**PROVIDED PASSAGE**

Now they make for Beorn's house, where Gylfir will make his report, Balin will invite Beorn to the Gathering of the Five Armies, and they will enjoy the fabled hospitality of the Bear Lord. Near a small cluster of farmhouses, they encounter a tall, rangy Beorning with grey in his beard -- this is Merovech, one of the thanes of Beorn and an acquaintance of Gylfir. The two men greet one another cheerfully and share news of their travels, and Merovech advises that Beorn is eagerly awaiting Gylfir's news from Esgaroth. The fellowship decides to postpone a quick visit to Gylfir's own home, hurrying instead to Beorn's house.

After a day's pleasant walk through farmlands and meadows, they reach the ring of oaks which surround the great estate. Even from outside, the buzzing of bee-hives is heard, punctuated by joyfully barking dogs. They declare themselves at the gate and are allowed to pass, following the track up to Beorn's hall. Inside, word is passed that Gylfir has arrived and a runner goes to fetch Beorn, who enters the hall wiping dirt from his massive hands.

Most of the party have never met the giant skin-changer and know his name only from rumour and legend. He gets right to business: "Gylfir, what news have you for me?"

**YOUR INSTRUCTIONS**
Transcribe the part of the passage about the journey to Beorn's house that begins with the words "Now they make" and ends with "to Beorn's house.". None of the material is needed.

**DATA SECTION**
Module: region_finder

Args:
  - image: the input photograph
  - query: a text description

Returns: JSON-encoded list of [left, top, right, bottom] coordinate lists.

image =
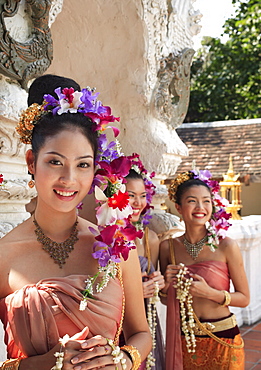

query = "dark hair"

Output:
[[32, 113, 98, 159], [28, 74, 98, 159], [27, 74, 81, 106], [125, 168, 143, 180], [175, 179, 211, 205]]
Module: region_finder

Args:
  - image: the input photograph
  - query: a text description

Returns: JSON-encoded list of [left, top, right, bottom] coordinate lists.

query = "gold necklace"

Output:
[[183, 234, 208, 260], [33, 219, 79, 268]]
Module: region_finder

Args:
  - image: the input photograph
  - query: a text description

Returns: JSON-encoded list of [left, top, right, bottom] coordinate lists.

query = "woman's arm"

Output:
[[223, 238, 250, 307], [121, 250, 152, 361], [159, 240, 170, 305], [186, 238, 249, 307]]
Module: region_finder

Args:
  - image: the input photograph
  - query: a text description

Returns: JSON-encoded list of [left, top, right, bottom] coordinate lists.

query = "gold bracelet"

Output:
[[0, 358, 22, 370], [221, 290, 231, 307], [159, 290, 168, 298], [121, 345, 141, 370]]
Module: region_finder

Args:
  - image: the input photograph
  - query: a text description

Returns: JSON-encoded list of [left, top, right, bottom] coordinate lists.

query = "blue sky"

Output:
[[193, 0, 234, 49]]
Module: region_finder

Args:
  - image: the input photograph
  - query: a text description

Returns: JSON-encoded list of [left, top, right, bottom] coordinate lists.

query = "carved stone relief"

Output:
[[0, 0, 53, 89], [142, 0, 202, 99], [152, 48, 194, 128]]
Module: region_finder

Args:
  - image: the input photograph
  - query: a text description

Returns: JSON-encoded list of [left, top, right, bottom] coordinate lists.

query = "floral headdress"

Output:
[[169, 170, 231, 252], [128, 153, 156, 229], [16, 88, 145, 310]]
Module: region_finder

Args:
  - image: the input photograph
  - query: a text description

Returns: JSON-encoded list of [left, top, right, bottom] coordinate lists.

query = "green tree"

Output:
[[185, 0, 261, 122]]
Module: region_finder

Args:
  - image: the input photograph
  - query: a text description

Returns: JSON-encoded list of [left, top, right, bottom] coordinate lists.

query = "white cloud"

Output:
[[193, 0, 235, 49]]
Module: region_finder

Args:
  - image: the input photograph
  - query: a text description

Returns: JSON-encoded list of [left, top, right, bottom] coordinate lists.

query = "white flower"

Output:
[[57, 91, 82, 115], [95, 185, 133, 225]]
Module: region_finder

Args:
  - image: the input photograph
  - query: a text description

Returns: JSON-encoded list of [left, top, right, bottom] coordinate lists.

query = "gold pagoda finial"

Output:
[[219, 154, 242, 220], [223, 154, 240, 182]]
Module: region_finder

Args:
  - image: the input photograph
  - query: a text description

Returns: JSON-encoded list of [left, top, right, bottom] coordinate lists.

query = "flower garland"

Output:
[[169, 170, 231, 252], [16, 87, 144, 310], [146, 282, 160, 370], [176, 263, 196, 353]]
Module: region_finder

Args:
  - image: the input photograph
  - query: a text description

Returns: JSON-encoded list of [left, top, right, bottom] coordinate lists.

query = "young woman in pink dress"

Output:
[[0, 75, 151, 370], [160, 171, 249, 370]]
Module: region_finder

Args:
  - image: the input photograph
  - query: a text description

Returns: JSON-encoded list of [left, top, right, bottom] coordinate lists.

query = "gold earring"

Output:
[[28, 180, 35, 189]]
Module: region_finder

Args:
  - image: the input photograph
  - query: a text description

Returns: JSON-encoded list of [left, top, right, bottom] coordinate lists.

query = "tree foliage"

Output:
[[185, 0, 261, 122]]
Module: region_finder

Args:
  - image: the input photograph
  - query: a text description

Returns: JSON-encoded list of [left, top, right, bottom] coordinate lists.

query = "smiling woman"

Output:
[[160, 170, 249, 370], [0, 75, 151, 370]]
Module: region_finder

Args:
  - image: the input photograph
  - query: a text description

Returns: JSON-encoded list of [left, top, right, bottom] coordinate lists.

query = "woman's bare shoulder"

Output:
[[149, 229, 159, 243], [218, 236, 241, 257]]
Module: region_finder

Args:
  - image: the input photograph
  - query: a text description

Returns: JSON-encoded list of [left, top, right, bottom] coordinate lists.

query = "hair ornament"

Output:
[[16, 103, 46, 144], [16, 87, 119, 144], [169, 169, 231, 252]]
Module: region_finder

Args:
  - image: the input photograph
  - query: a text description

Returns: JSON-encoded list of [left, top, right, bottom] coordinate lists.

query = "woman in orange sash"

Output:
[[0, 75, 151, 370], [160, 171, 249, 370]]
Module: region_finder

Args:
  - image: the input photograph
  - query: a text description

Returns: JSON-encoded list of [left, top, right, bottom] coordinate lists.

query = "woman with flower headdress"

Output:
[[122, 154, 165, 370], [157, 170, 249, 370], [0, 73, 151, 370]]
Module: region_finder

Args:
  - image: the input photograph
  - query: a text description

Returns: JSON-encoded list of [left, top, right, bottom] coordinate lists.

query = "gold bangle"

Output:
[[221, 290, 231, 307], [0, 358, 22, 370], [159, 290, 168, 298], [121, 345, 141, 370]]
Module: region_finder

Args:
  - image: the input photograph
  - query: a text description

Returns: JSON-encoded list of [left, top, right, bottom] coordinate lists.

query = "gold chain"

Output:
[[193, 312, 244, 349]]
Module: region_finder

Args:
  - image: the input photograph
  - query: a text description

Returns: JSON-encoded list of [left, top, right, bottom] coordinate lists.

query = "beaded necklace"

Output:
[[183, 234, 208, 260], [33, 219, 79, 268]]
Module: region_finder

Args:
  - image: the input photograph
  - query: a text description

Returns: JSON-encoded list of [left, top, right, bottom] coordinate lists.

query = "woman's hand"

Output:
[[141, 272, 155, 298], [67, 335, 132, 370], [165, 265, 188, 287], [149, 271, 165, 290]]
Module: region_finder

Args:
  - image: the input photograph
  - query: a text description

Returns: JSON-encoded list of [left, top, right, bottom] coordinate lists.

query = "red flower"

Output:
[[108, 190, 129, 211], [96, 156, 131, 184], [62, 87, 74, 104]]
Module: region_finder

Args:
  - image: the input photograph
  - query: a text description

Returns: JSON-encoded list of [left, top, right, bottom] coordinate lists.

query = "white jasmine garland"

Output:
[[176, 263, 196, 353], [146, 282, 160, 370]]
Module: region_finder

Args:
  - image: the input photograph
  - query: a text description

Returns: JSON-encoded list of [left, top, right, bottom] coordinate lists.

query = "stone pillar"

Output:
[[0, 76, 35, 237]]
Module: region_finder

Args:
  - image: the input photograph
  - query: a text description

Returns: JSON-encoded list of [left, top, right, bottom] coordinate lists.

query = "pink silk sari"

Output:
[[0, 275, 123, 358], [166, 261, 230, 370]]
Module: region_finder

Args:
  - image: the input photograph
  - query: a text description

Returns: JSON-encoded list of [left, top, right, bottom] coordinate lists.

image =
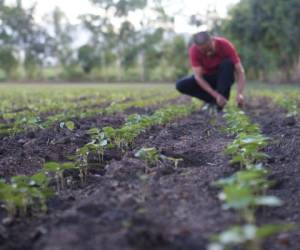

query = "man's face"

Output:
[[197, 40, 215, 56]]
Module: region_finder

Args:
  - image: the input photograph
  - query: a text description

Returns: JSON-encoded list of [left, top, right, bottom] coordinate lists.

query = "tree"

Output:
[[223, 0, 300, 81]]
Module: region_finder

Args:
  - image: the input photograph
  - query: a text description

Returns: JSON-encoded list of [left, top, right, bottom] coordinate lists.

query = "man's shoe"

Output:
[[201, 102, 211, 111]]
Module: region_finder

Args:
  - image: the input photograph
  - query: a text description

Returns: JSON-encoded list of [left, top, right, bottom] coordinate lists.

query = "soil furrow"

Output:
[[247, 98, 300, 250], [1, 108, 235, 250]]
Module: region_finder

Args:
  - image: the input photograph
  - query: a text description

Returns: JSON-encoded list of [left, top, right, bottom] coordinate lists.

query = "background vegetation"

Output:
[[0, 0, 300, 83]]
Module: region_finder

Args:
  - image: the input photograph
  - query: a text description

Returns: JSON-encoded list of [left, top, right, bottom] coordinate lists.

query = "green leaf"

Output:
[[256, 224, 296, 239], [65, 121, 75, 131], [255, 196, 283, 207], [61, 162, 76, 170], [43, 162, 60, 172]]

**TASK RESPONSE**
Now they make for Beorn's house, where Gylfir will make his report, Balin will invite Beorn to the Gathering of the Five Armies, and they will enjoy the fabled hospitality of the Bear Lord. Near a small cluster of farmhouses, they encounter a tall, rangy Beorning with grey in his beard -- this is Merovech, one of the thanes of Beorn and an acquaintance of Gylfir. The two men greet one another cheerfully and share news of their travels, and Merovech advises that Beorn is eagerly awaiting Gylfir's news from Esgaroth. The fellowship decides to postpone a quick visit to Gylfir's own home, hurrying instead to Beorn's house.